┏━━

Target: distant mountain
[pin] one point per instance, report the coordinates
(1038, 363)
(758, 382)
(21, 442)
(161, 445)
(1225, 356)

┗━━

WHAT YOU HAVE TO DO: Please copy out each record, character for character.

OUTPUT OF THE EXERCISE:
Target: distant mountain
[pin] one point per instance, report the coordinates
(1038, 363)
(758, 382)
(21, 442)
(161, 445)
(1225, 356)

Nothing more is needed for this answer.